EXTRACTED MATERIAL ▸
☆ ☆ ☆ ☆

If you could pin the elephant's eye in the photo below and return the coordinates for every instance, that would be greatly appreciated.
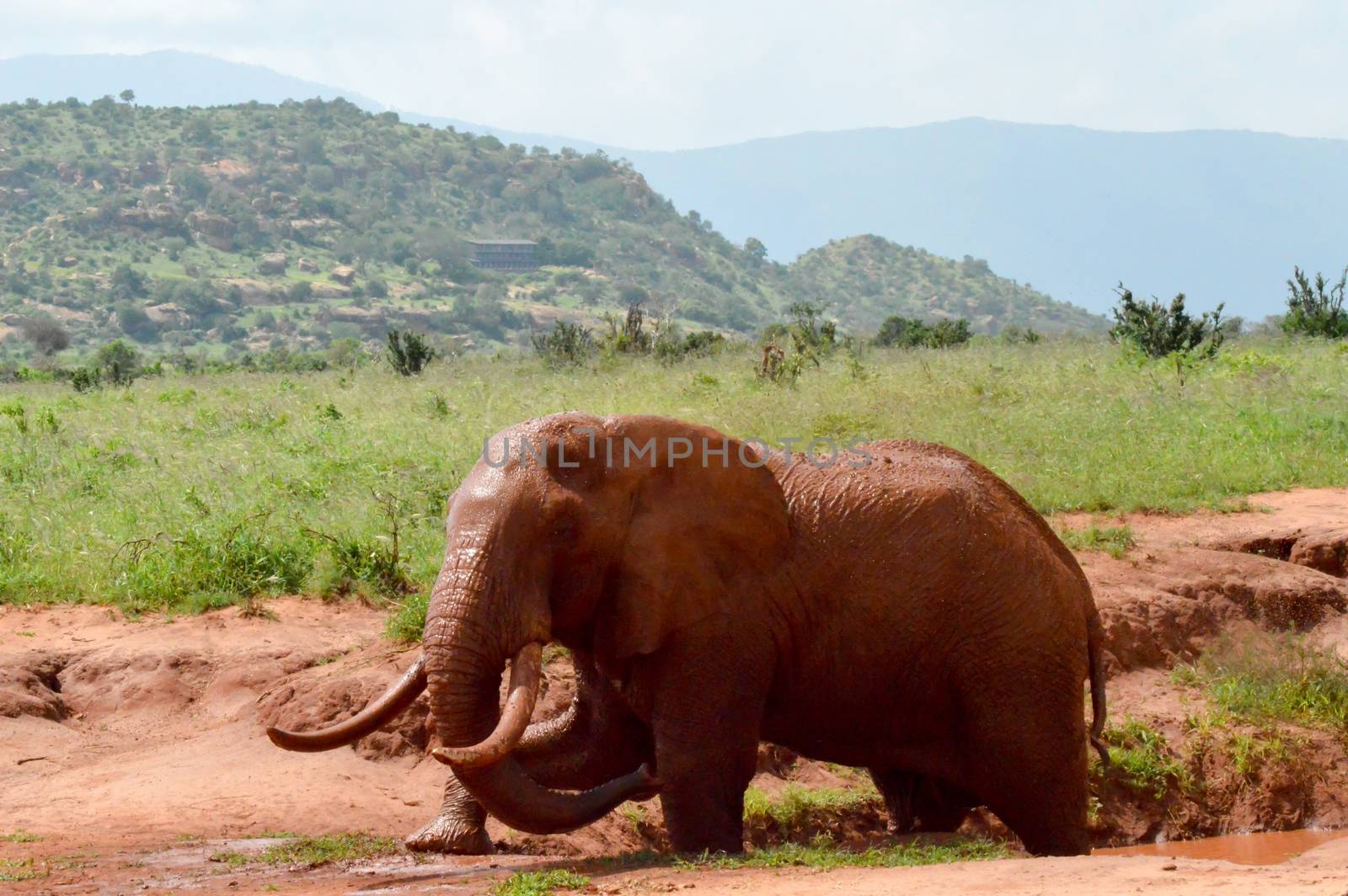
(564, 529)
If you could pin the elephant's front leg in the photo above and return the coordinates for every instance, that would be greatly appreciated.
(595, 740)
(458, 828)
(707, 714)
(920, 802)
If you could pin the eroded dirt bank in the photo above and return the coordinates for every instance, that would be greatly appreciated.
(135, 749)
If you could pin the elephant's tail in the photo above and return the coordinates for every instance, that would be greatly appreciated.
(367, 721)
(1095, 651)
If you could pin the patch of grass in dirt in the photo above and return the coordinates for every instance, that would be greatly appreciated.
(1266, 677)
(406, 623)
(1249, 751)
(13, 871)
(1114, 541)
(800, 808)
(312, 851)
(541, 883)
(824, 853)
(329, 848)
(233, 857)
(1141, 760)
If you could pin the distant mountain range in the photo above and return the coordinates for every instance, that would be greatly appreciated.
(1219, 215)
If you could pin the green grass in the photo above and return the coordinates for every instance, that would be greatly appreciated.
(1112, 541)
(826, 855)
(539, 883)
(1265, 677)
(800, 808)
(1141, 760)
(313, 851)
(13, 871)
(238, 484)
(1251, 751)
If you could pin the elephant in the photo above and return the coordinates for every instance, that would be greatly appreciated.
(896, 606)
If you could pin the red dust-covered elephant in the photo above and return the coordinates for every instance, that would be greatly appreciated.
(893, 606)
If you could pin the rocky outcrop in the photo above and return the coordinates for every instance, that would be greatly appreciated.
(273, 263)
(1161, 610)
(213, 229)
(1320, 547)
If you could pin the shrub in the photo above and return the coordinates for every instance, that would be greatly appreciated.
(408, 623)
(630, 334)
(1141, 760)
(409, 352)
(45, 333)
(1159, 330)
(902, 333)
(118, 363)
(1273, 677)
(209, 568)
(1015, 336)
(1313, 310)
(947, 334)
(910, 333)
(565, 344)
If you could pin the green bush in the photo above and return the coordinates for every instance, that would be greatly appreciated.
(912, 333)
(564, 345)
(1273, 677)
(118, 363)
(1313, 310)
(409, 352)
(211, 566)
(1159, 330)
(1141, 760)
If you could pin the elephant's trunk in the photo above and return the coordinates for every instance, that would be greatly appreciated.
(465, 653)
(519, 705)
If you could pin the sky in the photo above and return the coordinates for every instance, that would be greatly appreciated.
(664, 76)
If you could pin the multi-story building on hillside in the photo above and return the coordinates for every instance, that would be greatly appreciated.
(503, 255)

☆ ☆ ☆ ☆

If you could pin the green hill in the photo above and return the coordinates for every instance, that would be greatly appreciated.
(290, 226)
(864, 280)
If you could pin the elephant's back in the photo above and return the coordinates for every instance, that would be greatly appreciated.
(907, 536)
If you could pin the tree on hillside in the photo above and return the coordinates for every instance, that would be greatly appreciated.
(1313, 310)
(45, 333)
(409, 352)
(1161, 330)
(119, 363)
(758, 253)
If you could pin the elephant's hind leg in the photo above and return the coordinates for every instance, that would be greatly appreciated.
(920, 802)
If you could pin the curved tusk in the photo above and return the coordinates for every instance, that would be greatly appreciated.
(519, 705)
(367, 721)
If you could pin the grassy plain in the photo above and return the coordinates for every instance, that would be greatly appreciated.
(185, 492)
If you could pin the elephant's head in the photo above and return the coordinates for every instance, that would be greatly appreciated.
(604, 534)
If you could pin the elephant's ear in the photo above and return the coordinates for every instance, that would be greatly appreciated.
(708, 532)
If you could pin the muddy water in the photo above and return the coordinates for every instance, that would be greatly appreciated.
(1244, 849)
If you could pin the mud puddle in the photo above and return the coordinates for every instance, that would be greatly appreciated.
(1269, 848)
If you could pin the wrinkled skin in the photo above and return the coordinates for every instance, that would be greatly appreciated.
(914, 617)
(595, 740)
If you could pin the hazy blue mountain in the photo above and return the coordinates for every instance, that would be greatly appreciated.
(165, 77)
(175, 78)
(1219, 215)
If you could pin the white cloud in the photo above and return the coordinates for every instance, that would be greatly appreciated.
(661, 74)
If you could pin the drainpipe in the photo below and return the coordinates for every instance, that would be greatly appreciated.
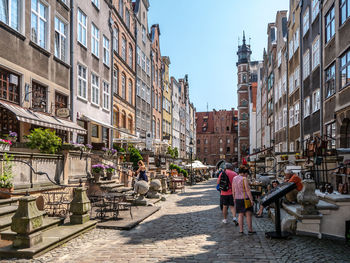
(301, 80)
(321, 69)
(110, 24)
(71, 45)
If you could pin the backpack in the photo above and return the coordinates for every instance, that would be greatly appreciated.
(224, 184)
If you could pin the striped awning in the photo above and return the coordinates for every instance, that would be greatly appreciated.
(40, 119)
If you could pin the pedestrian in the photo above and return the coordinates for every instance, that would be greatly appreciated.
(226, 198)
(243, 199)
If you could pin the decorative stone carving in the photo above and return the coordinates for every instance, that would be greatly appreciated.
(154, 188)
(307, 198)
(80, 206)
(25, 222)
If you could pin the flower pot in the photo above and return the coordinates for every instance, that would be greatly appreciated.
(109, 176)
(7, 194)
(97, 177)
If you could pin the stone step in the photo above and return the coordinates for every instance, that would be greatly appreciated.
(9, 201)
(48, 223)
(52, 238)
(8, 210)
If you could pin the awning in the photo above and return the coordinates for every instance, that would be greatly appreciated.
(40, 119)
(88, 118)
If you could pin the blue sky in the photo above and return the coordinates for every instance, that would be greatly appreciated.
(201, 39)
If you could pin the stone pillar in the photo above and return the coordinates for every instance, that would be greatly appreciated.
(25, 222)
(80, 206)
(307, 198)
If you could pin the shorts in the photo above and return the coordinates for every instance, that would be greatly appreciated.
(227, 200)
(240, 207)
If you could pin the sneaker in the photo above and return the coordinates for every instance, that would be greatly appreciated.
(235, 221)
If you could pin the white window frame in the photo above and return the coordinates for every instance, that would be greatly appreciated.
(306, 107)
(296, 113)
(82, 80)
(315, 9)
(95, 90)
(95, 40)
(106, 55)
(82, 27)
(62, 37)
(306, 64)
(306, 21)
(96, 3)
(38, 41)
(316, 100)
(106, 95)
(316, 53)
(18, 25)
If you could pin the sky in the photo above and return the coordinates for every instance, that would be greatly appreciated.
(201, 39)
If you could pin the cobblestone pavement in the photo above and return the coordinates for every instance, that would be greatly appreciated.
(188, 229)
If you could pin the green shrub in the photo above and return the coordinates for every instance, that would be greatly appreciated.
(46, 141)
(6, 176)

☆ ☆ ☆ ☆

Please locate each line in the entries above that contains the word "mountain", and copy those lines out in full.

SOLUTION TO THIS TASK ▸
If you could pin the distant mountain range in the photo above and return the coordinates for every instance, that would be greatly appreciated.
If you could pin the hazy blue mountain in the photo above and return the coordinates for every instance, that would be greatly appreciated.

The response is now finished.